== Goal ==
Will you write out all the entries below exactly?

== Records for the exercise ==
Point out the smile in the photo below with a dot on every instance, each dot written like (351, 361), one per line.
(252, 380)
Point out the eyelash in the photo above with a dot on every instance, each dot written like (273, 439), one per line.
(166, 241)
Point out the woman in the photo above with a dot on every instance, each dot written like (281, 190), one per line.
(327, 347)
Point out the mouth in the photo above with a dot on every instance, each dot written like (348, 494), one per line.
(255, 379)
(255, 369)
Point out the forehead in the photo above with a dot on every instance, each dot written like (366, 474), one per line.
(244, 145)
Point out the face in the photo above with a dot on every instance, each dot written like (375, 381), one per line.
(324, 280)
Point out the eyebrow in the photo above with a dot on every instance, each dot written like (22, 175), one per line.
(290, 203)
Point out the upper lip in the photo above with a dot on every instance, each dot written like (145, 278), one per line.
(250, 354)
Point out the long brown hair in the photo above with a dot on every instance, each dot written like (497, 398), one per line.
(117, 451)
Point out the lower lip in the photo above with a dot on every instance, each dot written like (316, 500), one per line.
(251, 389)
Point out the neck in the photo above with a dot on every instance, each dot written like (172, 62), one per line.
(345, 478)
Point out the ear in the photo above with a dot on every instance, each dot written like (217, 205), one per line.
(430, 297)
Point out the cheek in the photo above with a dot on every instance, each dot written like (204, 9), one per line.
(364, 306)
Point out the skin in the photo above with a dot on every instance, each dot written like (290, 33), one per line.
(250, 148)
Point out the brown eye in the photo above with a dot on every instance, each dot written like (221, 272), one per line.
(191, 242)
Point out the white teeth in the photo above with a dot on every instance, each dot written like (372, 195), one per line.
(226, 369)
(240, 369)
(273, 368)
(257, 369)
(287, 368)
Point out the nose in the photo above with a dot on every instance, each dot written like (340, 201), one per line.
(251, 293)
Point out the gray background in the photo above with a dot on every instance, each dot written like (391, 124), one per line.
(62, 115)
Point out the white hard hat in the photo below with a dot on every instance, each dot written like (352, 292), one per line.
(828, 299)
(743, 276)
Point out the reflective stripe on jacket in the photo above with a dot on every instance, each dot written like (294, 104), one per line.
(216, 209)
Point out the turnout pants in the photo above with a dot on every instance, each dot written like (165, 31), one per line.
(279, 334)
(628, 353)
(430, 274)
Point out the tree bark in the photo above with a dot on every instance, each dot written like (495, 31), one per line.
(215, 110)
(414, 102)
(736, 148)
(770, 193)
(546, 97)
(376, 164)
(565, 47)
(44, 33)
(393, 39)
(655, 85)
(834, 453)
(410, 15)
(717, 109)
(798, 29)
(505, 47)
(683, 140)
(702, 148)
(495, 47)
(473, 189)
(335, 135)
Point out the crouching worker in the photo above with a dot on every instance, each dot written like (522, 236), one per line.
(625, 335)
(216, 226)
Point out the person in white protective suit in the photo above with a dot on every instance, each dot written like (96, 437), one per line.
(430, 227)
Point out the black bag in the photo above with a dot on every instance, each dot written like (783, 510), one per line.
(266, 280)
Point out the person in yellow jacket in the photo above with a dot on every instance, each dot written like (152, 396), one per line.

== Result for this exercise ==
Point out the smile in the photo below with a dot on every instance, each dot written like (351, 361), one per line.
(252, 380)
Point out the eyelash in the photo above with a dot on every instance, each dot written like (273, 439), one per line.
(166, 241)
Point out the woman in the photo above with a dot on every instance, each dot written like (281, 190), one per line.
(327, 347)
Point out the mouth in the photo above with a dot on every instance, each dot written like (348, 494), one per line.
(255, 379)
(255, 369)
Point out the forehead in the photo above with a dot on every instance, each dot written like (366, 474), one per line.
(244, 145)
Point out the face in the photo above with a dot on every instance, each dot written like (375, 381), one per line.
(324, 280)
Point out the eyebrow in the photo above with a dot on every instance, each dot written like (22, 175), one per line.
(290, 203)
Point out the upper lip in the photo above with a dot on every instance, each dot written like (145, 278), one per line.
(250, 354)
Point out the long brown hair in the photo above with a dot on every instance, each dot written like (497, 398), one per line.
(117, 451)
Point out the lower lip in the photo above with a dot on every instance, each dot written like (316, 500), one per line.
(251, 389)
Point out the neck in the photo above with a dot on every instance, each dot written like (172, 62), one per line.
(345, 478)
Point out the ear in the photo above with a dot on every instance, each dot written like (217, 205), one per line.
(430, 297)
Point out the cheek in the photo above with a dot on every instance, each dot written like (204, 9), one per line.
(364, 306)
Point out the skin in the photo above with a dot on every instance, each dot written like (290, 33), one per line.
(250, 148)
Point out the brown eye in the photo above with a dot on every instance, each dot written like (221, 272), one per line.
(191, 242)
Point out the white teeth in the photo above with a dot on every instance, each dot written like (372, 195), one per line.
(226, 369)
(240, 369)
(273, 368)
(257, 369)
(287, 368)
Point out the nose in the photo above with a dot on every instance, each dot written like (340, 201), one per line.
(251, 293)
Point out the gray background in the photo above with a dot on every instance, each dot written like (391, 124), one per line.
(62, 115)
Point out the white hard hat in the photo below with a dot on every instance, each dot written like (352, 292), one per line.
(828, 299)
(743, 276)
Point out the reflective stripe on jacket in the photo above with a dot on every instance, each dot written like (294, 104), one per line.
(216, 209)
Point out the turnout pants in the photo above with a dot on every instance, each dot written like (165, 31), one per line.
(279, 334)
(628, 353)
(430, 274)
Point out the tree bark in the photo above with a dot on every instance, each dot written like (495, 31), one per line.
(215, 110)
(414, 102)
(736, 148)
(770, 193)
(546, 97)
(376, 164)
(565, 47)
(44, 33)
(393, 39)
(655, 85)
(834, 453)
(410, 15)
(717, 109)
(798, 29)
(505, 47)
(683, 140)
(702, 148)
(495, 47)
(473, 189)
(335, 135)
Point out the crouching worker in the photo above with a dot on every instance, each dot written like (522, 236), one per line.
(625, 335)
(216, 226)
Point out the person in white protective suit in the photo above with a dot on every instance, each dot written like (96, 437), one per line.
(430, 227)
Point out the black bag in the photo above with a dot on every instance, each dot written like (783, 510), one per line.
(266, 280)
Point out the person in yellow jacket in the photo above with a dot on every instance, each dot written like (152, 396), one per line.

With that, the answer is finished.